In the example above, a = $100 and n = 2.
You can see that the full formula, which is the one I posted above, does indeed evaluate to the sum of the next two future discounted values, except when d = g.

The #DIV/0 is another annoying quirk of my formula. When d = g, the formula gets a 0/0, even though in reality there is a real value, here = $200. If you can change my formula to remove this quirk I would also be grateful, however this is not the problem here.

Discounting when applied to share trading means you are deciding what future payments are worth today. You decide that you would go without your money today to have d% more tomorrow. It's a personal rate. You may want to google it and see a tutorial on discounting. I do recommend that you learn share market investing to improve your wealth in the future.

I have the formula that solves for V, or the amount I think future payments are worth. Now I want to change the formula to solve for d, the discount rate, after plugging in the current share price for V.

 

[stapel]

My formula:

V = a(G/D + (G/D)^2 + (G/D)^3 + ... + (G/D)^n)

Replacing u = G/D and solving for u still leaves other G's and D's around. I have tried to solve for D or G or even D/G, but I have failed.

Please reply showing your work, so we can see what's going on. For instance, I am not understanding how you're starting from "My formula", plugging "u" in for each instance of "G/D":

. . . . .\(\displaystyle V\, =\, a\, \bigg(\dfrac{G}{D}\, +\, \left(\dfrac{G}{D}\right)^2\, +\, \left(\dfrac{G}{D}\right)^3\, +\, ...\, \left(\dfrac{G}{D}\right)^n\bigg)\)

. . . . .\(\displaystyle V\, =\, a\, (u\, +\, u^2\, +\, u^3\, +\, ...\, +\, u^n)\)

...and then somehow getting G's and D's back into the formula. We'll need to see your steps (because we can't guess from a mere reference to a result) in order to figure out what's going wrong.

Please be complete. Thank you!

 

[rnikey]

Please reply showing your work, so we can see what's going on. For instance, I am not understanding how you're starting from "My formula", plugging "u" in for each instance of "G/D":

. . . . .\(\displaystyle V\, =\, a\, \bigg(\dfrac{G}{D}\, +\, \left(\dfrac{G}{D}\right)^2\, +\, \left(\dfrac{G}{D}\right)^3\, +\, ...\, \left(\dfrac{G}{D}\right)^n\bigg)\)

. . . . .\(\displaystyle V\, =\, a\, (u\, +\, u^2\, +\, u^3\, +\, ...\, +\, u^n)\)

...and then somehow getting G's and D's back into the formula. We'll need to see your steps (because we can't guess from a mere reference to a result) in order to figure out what's going wrong.

+ + +

# [TASK INSTRUCTIONS]
a – In the forum thread about the discounting formula, what does the original poster want to solve for after plugging in the current share price for V?
b – Pick up the forum thread about the discounting formula where it stops, and carry it forward.

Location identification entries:

+ + +

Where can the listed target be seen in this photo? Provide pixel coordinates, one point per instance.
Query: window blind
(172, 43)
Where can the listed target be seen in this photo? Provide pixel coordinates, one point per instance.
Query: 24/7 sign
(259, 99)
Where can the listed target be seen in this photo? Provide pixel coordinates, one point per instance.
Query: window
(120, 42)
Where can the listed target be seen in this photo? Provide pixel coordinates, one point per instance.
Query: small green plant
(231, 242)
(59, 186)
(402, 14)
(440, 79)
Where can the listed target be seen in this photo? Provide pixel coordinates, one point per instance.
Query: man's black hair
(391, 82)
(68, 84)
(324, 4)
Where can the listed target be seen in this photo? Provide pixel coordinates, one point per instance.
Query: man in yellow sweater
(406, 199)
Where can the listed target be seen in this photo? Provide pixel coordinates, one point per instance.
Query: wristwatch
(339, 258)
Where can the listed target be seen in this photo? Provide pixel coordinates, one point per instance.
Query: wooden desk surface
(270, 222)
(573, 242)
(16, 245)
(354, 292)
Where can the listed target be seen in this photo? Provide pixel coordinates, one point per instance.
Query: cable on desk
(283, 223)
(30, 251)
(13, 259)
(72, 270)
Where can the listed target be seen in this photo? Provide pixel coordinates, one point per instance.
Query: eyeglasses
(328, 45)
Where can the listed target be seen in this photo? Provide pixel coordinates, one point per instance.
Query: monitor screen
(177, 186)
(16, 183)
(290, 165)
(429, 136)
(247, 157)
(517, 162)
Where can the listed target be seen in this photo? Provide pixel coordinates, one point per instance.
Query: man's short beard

+ + +

# [ANSWERS IN ORDER]
a – d, the discount rate.

b –
Please be complete. Thank you!

I didn't ever say something was going wrong. Rather, everything is going right. I only ever said that the problem is that I can't make d the subject of the formula.
My formula is correct by definition. It's the one I tested and decided I'm going to use. Whether or not there is a perceived mistake in it's derivation is immaterial. I will say again, THAT MY PROBLEM IS I CAN'T MAKE d THE SUBJECT OF THE FORMULA. I don't have that skill.

However, for completeness, I will do the derivation for my formula using u = D/G. However, I don't see the point. All I'm doing is teaching you how to do math, and I thought I could assume you could do it when I came here in the first place.

Equation 1: V = a (u + u^2 + u^3 + ... + u^n)
Divide both sides by u...
Equation 2: V/u = a(1 + u + u^2 + ... + u^(n-1))
Divide both sides of both equations by a, and then subtract Equation 2 from Equation 1. Note that all the terms cancel except for the u^n in equation 1 and the 1 in equation 2.
V/a - V/a.u = u^n - 1
Multiply both sides by a.u...
u.V - V = a.u.(u^n - 1)
V(u-1) = a.u.(u^n - 1)
V = a.u.(u^n - 1)/(u-1)
Multiply top and bottom by -1...
V = a.u(1 - u^n) / (1-u)

But u = G/D...
V = a.(G/D)(1-(G/D)^n) / (1 - (G/D))
There's a division by D on the bottom line which ends up on the top line, cancelling another D out and leaving the expression (G-D) on the bottom.
V = a.G.(1 - (G/D)^n) / (G-D)
This is the formula that originally posted.

 

[rnikey]

That's all very nice...BUT your problem is to solve that equation for d;
no background required...just solve the darn thing for d!

Here's a shorter/simpler standard financial equation:
f = a[(1 + i)^n - 1] / i

Can you solve that for i?

Try it. The solution to yours will become apparent...

Thank you Denis, yes, thank you, problem is to solve for d.

i = a[(1 + i)^n - 1] / f

Whilst i is by itself on the left, there is still an i on the RHS. So the equation is up itself.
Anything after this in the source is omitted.